● What you will do: Can you format the stretch of the material from its start through the line containing "[[132, 184], [692, 288]]" as a numbered list, with blank lines and pictures left out?

● Given entries:
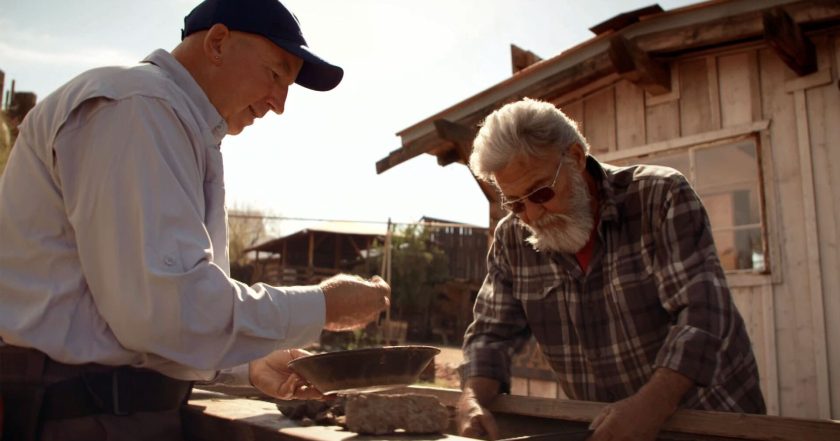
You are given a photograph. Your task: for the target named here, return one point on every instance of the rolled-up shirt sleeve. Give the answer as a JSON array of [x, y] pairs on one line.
[[132, 184], [692, 288]]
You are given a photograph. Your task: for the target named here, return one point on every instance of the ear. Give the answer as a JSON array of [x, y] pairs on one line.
[[214, 42], [577, 155]]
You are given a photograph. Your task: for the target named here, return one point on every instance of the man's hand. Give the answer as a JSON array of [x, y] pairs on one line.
[[641, 416], [472, 419], [272, 376], [632, 419], [352, 302]]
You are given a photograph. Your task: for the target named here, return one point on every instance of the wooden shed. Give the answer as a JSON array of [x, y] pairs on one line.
[[314, 254], [742, 97]]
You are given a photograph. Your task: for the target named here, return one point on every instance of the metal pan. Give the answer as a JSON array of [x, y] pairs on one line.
[[364, 370], [568, 435]]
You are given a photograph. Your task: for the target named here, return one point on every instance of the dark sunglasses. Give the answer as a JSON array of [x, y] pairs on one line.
[[538, 196]]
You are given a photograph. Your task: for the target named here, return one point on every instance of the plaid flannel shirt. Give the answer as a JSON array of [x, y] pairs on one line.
[[654, 295]]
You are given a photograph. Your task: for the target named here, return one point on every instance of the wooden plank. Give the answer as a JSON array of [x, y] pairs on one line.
[[797, 381], [599, 121], [662, 122], [637, 66], [521, 58], [697, 422], [769, 368], [211, 416], [695, 105], [819, 78], [575, 112], [829, 158], [674, 95], [686, 141], [740, 99], [630, 115], [813, 251], [714, 92], [788, 41], [822, 106]]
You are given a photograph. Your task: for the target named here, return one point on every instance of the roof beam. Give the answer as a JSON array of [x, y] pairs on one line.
[[521, 58], [636, 66], [458, 134], [788, 41]]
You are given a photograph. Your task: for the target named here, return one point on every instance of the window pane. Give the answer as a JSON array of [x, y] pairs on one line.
[[728, 166], [740, 249], [726, 177], [677, 161]]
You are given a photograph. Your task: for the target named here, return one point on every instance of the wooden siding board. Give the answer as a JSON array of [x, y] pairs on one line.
[[629, 115], [823, 108], [749, 303], [831, 152], [739, 94], [662, 122], [575, 112], [695, 105], [797, 385], [599, 120]]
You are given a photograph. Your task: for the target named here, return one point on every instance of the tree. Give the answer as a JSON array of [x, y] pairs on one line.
[[5, 142], [418, 266], [246, 228]]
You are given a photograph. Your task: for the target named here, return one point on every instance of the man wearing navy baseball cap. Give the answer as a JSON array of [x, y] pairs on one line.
[[114, 270]]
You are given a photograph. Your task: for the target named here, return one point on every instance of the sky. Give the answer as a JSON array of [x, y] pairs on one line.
[[404, 61]]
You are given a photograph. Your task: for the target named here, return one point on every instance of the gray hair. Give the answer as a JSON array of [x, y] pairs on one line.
[[528, 128]]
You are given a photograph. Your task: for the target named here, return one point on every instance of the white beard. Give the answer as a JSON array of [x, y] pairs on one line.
[[569, 232]]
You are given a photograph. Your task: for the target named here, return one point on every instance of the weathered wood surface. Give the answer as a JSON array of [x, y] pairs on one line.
[[703, 425], [212, 416]]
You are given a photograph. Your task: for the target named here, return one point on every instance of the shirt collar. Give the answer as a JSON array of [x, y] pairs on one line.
[[604, 179], [216, 125]]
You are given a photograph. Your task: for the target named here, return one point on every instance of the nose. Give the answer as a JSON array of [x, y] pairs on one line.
[[277, 99], [532, 211]]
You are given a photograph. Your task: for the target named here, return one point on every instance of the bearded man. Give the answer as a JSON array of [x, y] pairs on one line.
[[614, 272]]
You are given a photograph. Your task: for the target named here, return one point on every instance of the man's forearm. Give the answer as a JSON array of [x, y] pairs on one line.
[[484, 390], [667, 387]]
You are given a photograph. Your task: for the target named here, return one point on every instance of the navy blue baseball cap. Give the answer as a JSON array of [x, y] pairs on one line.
[[272, 20]]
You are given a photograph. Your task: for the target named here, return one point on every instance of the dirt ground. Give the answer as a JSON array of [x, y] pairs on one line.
[[446, 364]]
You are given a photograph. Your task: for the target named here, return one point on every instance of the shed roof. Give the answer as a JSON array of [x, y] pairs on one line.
[[448, 134]]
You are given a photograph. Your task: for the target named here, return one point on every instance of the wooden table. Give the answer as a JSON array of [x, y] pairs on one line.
[[217, 416], [214, 416]]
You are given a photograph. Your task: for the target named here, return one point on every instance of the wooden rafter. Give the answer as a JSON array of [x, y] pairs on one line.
[[521, 58], [788, 41], [636, 66], [460, 136]]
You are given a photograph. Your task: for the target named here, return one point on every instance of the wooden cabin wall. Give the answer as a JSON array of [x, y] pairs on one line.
[[791, 313]]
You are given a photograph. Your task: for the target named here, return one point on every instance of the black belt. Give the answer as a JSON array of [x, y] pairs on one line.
[[91, 389], [123, 391]]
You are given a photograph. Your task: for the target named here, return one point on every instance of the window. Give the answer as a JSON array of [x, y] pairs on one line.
[[728, 180]]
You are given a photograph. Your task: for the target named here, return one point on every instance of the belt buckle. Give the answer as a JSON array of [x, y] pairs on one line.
[[120, 391]]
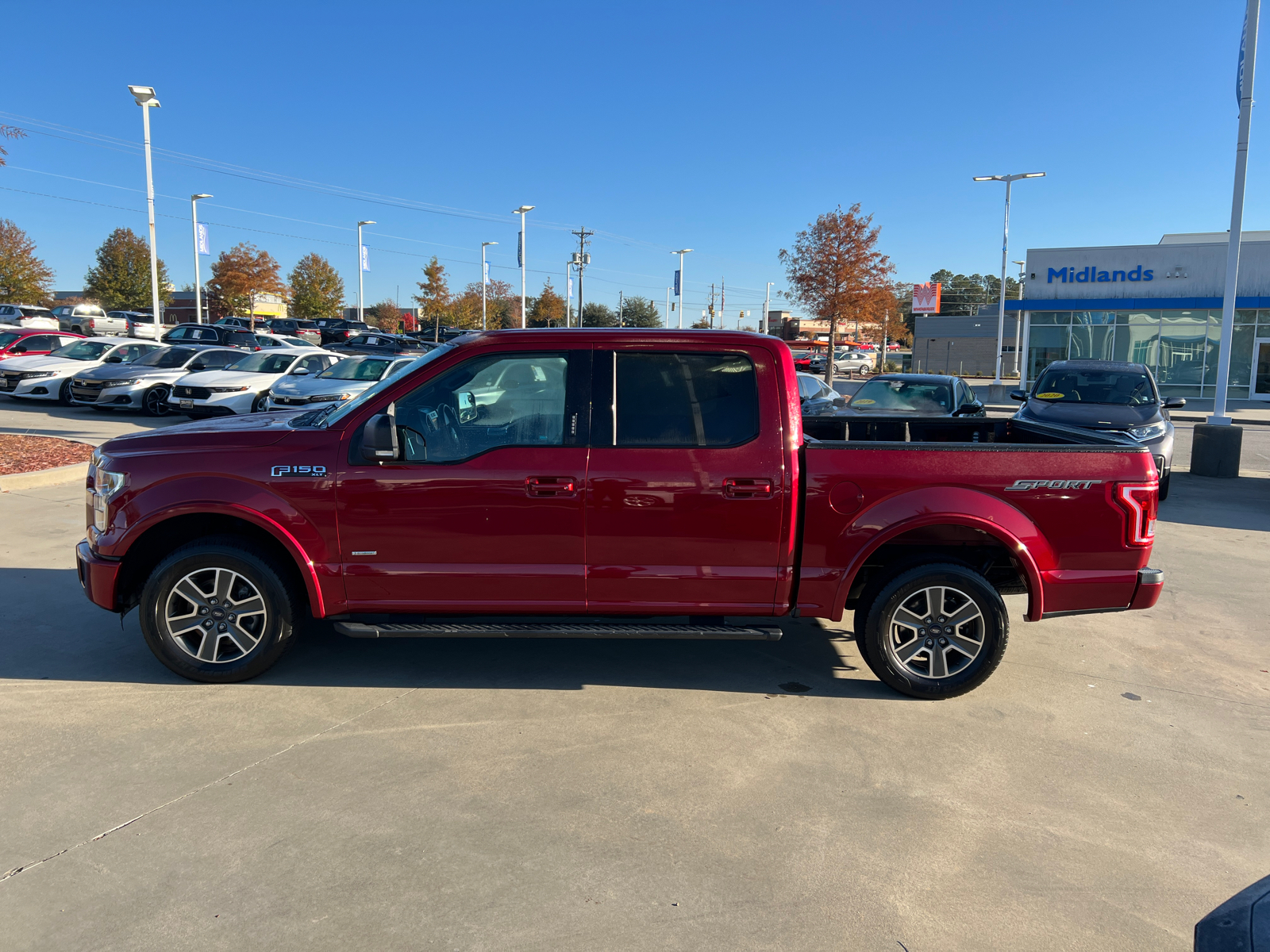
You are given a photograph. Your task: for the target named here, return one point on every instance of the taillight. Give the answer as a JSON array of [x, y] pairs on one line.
[[1140, 503]]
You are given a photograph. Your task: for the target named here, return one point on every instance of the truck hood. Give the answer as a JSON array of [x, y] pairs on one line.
[[206, 436], [1099, 416]]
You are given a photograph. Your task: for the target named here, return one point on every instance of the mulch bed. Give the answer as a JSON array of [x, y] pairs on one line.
[[33, 454]]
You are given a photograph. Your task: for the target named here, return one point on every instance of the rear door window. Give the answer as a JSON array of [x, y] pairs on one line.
[[676, 400]]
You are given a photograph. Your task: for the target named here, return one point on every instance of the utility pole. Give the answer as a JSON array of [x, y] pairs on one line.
[[581, 259]]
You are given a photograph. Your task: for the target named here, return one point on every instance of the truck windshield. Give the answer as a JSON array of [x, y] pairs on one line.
[[375, 390], [914, 397], [1068, 385]]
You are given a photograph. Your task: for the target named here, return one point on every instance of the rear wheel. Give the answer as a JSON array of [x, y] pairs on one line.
[[935, 631], [217, 611], [154, 401]]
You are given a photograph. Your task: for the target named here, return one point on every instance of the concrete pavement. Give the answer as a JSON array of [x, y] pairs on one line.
[[1104, 790]]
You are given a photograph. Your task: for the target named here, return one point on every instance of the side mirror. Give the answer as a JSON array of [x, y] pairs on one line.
[[467, 405], [379, 440]]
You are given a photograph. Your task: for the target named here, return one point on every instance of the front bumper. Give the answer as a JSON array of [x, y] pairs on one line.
[[97, 575]]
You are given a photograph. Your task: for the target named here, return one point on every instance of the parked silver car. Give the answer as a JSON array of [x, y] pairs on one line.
[[146, 382], [89, 321]]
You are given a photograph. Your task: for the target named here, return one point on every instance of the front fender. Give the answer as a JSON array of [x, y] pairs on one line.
[[243, 499], [945, 505]]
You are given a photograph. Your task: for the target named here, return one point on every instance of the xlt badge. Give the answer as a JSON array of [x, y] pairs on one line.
[[1022, 486]]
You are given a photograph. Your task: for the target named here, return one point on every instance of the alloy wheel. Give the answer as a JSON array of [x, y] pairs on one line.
[[935, 632], [215, 615]]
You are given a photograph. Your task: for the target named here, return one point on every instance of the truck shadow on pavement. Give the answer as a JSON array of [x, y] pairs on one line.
[[1241, 503], [55, 634]]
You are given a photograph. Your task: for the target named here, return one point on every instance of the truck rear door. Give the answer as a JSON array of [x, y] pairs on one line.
[[686, 490]]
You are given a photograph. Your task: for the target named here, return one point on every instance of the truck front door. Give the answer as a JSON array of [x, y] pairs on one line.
[[686, 492], [484, 509]]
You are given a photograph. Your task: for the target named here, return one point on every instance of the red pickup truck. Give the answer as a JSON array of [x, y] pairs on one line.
[[610, 484]]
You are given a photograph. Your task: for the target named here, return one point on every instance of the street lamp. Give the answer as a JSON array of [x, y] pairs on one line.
[[1005, 255], [683, 286], [521, 211], [1019, 319], [361, 268], [145, 97], [484, 281], [198, 283]]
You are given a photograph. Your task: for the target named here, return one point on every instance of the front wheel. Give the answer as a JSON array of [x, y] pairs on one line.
[[935, 631], [154, 401], [217, 611]]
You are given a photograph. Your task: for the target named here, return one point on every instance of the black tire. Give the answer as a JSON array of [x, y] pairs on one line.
[[154, 401], [940, 664], [230, 654]]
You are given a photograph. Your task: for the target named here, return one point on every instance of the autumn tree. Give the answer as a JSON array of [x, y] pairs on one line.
[[120, 281], [243, 274], [597, 315], [317, 290], [548, 309], [836, 270], [10, 132], [641, 313], [23, 277], [433, 298]]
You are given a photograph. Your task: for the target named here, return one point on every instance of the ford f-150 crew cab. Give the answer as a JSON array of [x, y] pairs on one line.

● Correct response:
1. You are given a photograph. Your task: for the target named here, return one point on every instance of the rolled-up shirt sleeve. Give the answer as a JSON array of [x, y] pairs on one line.
2. [[132, 184], [692, 288]]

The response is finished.